▽

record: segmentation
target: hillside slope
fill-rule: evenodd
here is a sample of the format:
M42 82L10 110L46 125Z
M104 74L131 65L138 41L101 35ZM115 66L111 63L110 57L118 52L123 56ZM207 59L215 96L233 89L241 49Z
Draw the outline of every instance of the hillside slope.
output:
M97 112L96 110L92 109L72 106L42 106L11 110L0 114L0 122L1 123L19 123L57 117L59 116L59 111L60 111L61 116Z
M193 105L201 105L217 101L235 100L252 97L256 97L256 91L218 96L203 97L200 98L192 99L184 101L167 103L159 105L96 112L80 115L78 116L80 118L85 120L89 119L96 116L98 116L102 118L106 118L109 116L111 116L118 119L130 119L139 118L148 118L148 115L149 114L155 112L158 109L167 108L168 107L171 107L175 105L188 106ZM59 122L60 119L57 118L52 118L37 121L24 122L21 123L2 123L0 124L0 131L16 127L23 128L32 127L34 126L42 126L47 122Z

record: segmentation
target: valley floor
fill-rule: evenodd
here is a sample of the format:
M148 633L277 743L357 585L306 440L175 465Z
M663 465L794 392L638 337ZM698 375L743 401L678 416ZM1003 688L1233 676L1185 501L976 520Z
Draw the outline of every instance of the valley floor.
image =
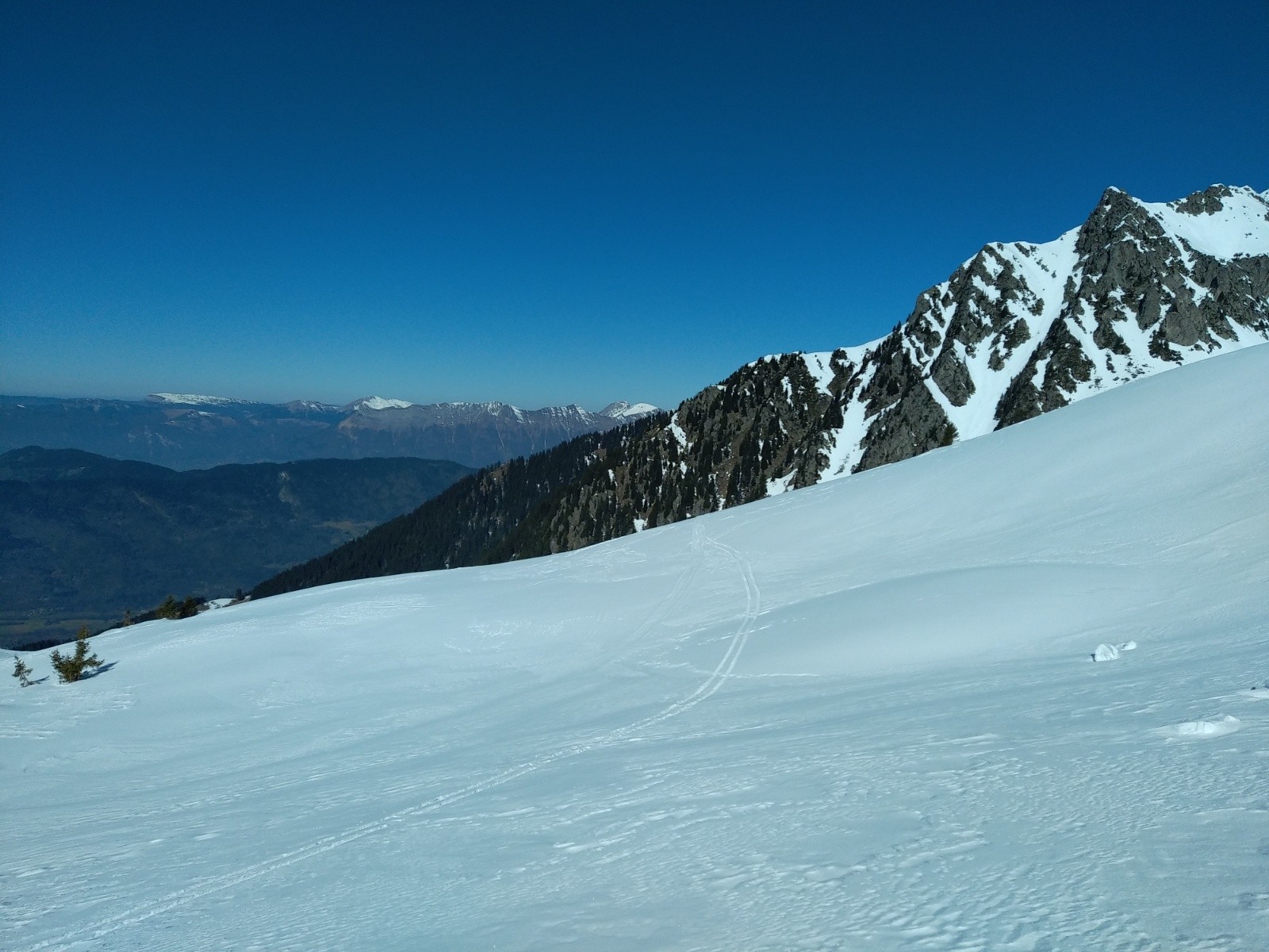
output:
M1264 949L1269 401L1220 396L1260 350L100 636L110 670L0 694L0 944Z

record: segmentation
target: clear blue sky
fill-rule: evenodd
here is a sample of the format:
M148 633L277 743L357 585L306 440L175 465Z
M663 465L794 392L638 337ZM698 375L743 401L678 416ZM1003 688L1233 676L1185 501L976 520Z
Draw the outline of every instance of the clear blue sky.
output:
M8 393L674 405L881 335L1107 185L1269 188L1265 0L0 23Z

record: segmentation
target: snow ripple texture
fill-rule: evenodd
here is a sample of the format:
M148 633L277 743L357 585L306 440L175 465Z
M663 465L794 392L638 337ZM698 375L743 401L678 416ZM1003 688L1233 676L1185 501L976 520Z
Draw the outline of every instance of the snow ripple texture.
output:
M1269 948L1266 397L100 636L0 685L0 947Z

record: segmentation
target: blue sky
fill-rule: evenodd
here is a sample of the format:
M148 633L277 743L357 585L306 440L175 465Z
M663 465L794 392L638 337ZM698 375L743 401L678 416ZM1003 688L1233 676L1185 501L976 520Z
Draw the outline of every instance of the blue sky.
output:
M1269 188L1264 0L863 6L3 0L0 392L673 406Z

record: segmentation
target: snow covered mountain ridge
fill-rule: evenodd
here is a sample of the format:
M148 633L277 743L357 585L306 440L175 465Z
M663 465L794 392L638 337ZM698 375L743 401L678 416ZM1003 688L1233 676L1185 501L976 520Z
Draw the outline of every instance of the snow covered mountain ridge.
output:
M1156 204L1112 188L1053 241L987 245L879 340L755 360L665 420L468 477L341 560L258 593L580 548L906 459L1266 339L1269 193L1213 185Z
M633 491L631 515L815 485L1265 340L1269 192L1110 188L1053 241L987 245L884 338L766 357L685 401L648 437L660 472L631 482L657 491Z
M372 456L481 467L609 430L648 413L656 409L647 404L618 402L591 413L576 404L523 410L496 401L421 405L382 396L344 406L202 393L151 393L140 401L0 396L0 452L57 447L178 470Z
M1263 952L1265 433L1246 348L610 545L102 635L99 677L0 678L0 947Z

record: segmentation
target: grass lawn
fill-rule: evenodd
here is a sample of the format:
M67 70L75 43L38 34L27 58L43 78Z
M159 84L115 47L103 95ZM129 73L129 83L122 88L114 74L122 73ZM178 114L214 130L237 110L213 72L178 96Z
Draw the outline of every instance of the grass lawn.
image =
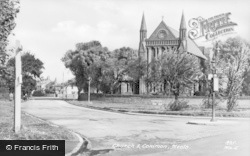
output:
M153 105L152 100L161 100L163 105ZM166 114L166 115L187 115L187 116L211 116L211 108L202 107L202 99L189 98L189 107L181 111L171 111L168 104L172 99L168 98L124 98L124 97L105 97L92 101L89 104L86 101L68 100L68 103L94 109L102 109L115 112L132 112L147 114ZM216 116L220 117L250 117L250 100L239 100L237 109L232 112L226 111L226 101L221 102L216 107Z
M78 143L77 138L67 129L53 126L46 121L22 113L21 131L15 134L14 102L0 100L0 140L65 140L65 152L70 152Z

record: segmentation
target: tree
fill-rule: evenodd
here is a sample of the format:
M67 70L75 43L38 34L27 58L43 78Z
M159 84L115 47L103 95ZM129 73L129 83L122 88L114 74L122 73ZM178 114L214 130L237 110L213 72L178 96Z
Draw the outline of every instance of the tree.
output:
M249 47L240 38L229 38L221 43L219 69L226 76L227 110L232 111L242 91L244 75L249 71Z
M18 0L1 0L0 1L0 83L5 81L5 75L9 75L6 68L6 47L8 44L8 36L15 28L15 18L19 12Z
M102 66L102 90L105 93L115 93L120 87L120 82L130 76L131 64L136 60L136 51L132 48L115 49Z
M198 58L184 51L167 53L162 57L162 76L178 100L183 88L191 88L202 75Z
M98 41L78 43L76 50L66 52L62 61L75 76L78 95L82 90L88 91L88 77L92 78L91 86L99 86L102 64L109 57L108 49Z
M42 74L43 62L29 52L24 53L21 56L22 60L22 93L28 94L35 90L36 79L40 78ZM7 63L7 69L10 71L9 77L7 79L8 87L10 92L14 92L15 87L15 58L11 58Z

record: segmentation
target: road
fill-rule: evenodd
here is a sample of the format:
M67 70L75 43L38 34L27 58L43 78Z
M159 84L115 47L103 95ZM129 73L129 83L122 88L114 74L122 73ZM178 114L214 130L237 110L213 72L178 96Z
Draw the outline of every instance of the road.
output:
M30 100L22 110L82 134L92 154L114 149L102 155L250 155L248 119L192 125L187 122L198 118L121 114L60 100Z

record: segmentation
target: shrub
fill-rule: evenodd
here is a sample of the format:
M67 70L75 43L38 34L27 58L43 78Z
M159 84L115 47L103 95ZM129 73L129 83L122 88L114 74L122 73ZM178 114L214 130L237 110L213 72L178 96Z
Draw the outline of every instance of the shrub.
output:
M185 100L185 99L183 99L183 100L175 100L175 101L171 101L169 103L169 109L171 111L180 111L180 110L186 109L188 107L189 107L188 101Z
M196 91L194 93L195 96L206 96L206 91Z
M221 100L216 99L215 103L214 103L215 107L217 107L220 102L221 102ZM202 104L201 104L202 108L208 109L208 108L212 108L212 106L213 106L212 99L209 99L209 101L208 101L207 98L205 98L205 99L202 100Z
M45 93L42 90L36 90L34 91L33 96L45 96Z

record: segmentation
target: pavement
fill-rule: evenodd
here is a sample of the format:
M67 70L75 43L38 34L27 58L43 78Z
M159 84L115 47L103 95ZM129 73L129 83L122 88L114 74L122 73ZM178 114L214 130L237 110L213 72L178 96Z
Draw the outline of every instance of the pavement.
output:
M210 119L114 113L60 100L30 100L22 110L86 137L91 155L250 155L249 119L187 124Z

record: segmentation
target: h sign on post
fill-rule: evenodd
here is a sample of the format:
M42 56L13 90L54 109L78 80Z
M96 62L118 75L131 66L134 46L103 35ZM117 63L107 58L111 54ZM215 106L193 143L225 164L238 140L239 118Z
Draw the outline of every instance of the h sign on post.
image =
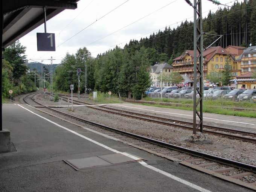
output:
M55 34L37 33L38 51L55 51Z
M70 90L74 90L74 85L70 85Z

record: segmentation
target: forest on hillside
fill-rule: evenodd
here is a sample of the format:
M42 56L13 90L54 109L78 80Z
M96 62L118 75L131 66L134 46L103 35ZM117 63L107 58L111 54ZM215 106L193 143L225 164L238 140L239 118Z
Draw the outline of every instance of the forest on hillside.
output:
M159 30L139 41L131 40L124 49L133 51L142 47L152 48L156 51L151 53L153 61L151 65L163 60L169 61L171 64L172 59L185 50L193 49L193 22L186 20L176 29L166 27L163 31ZM203 18L203 32L223 35L212 46L225 48L229 45L247 47L250 43L256 45L256 1L244 0L242 3L235 1L232 8L224 7L215 12L210 11L207 17ZM204 47L210 45L218 37L204 35Z
M111 91L119 96L141 98L151 84L151 66L156 62L167 62L171 64L172 59L186 50L193 49L193 22L187 21L175 29L166 27L163 31L159 30L139 41L131 40L123 48L116 46L96 58L91 56L86 47L79 49L75 55L67 53L63 59L67 59L64 64L65 67L56 72L55 82L59 83L55 87L68 91L70 81L75 82L77 78L75 74L68 74L64 70L69 69L70 62L79 65L86 61L89 91ZM203 31L223 35L212 46L247 47L251 43L256 45L256 0L235 1L230 9L224 7L215 12L210 11L203 19ZM210 34L204 35L204 47L218 37ZM86 58L82 58L84 55ZM82 92L84 91L83 78L81 78ZM77 90L76 87L75 85L75 90Z

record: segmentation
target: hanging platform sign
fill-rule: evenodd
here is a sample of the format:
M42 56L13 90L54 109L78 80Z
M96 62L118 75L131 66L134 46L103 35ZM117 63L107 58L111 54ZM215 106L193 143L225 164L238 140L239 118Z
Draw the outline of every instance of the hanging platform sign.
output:
M55 51L55 34L37 33L38 51Z

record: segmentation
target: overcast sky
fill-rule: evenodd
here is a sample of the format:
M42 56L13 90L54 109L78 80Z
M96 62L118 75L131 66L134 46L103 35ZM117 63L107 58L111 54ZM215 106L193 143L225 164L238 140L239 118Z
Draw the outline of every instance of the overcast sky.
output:
M61 59L67 52L74 53L77 49L84 46L91 53L93 56L96 57L98 53L113 48L116 45L123 47L131 39L139 40L141 37L149 37L151 33L157 32L159 29L163 30L166 26L168 27L170 26L173 29L186 19L193 21L193 9L184 0L128 0L125 2L127 0L80 0L76 9L64 11L47 22L47 32L55 34L56 51L37 50L36 34L44 32L44 24L20 39L21 44L27 47L26 54L27 58L33 60L39 59L36 61L41 62L41 60L43 60L43 63L49 64L50 61L45 59L50 59L51 56L53 59ZM233 5L235 1L220 1L222 4L227 3L229 6ZM193 0L190 1L194 2ZM218 6L207 0L202 1L204 17L207 17L210 9L212 12L215 12L218 7L224 8L223 6ZM124 2L118 8L100 18ZM154 12L127 27L93 43ZM88 28L62 44L96 20ZM53 63L60 62L60 60L56 60Z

△

**Request**
Place the lines of the records, from the first line through the line containing "M8 393L674 405L881" (both ends included), into a JSON list of strings with one string per line and blank lines omitted. Leave the pictures out of the answer.

**Output of the task**
[
  "record: segmentation",
  "target: hillside slope",
  "fill-rule: evenodd",
  "here is a sample of the format:",
  "M42 82L10 110L46 125Z",
  "M104 74L131 65L138 41L101 35ZM115 66L111 63L110 57L118 52L123 56ZM207 59L215 96L233 89L241 49Z",
  "Draw the outline of every instance of the hillside slope.",
  "output:",
  "M97 112L96 110L92 109L72 106L42 106L11 110L0 114L0 122L1 123L19 123L57 117L59 116L59 111L60 111L61 116Z",
  "M193 105L201 105L217 101L235 100L252 97L256 97L256 91L218 96L203 97L200 98L192 99L184 101L167 103L159 105L96 112L80 115L78 116L80 118L85 120L89 119L96 116L98 116L102 118L106 118L109 116L111 116L118 119L130 119L139 118L148 118L148 115L149 114L155 112L158 109L167 108L168 107L171 107L175 105L188 106ZM59 122L60 119L57 118L52 118L37 121L24 122L21 123L2 123L0 124L0 131L16 127L23 128L32 127L34 126L42 126L47 122Z",
  "record: segmentation",
  "target: valley floor",
  "fill-rule: evenodd",
  "here is a sample of the format:",
  "M148 633L277 743L357 585L306 440L175 465Z",
  "M663 465L794 392L638 337ZM698 375L743 401L678 416ZM1003 688L1233 676L1185 501L976 520Z",
  "Draw the outline of every instance of the valley floor.",
  "image =",
  "output:",
  "M1264 949L1269 401L1220 396L1260 350L100 636L110 670L0 694L0 944Z",
  "record: segmentation",
  "target: clear blue sky",
  "fill-rule: evenodd",
  "here is a sample of the format:",
  "M148 633L277 743L357 585L306 440L175 465Z",
  "M663 465L794 392L638 337ZM698 375L743 401L678 416ZM1003 688L1233 676L1185 501L976 520Z",
  "Draw the outline of every instance of the clear blue sky.",
  "output:",
  "M8 393L674 405L881 335L1107 185L1269 188L1265 0L0 23Z"
]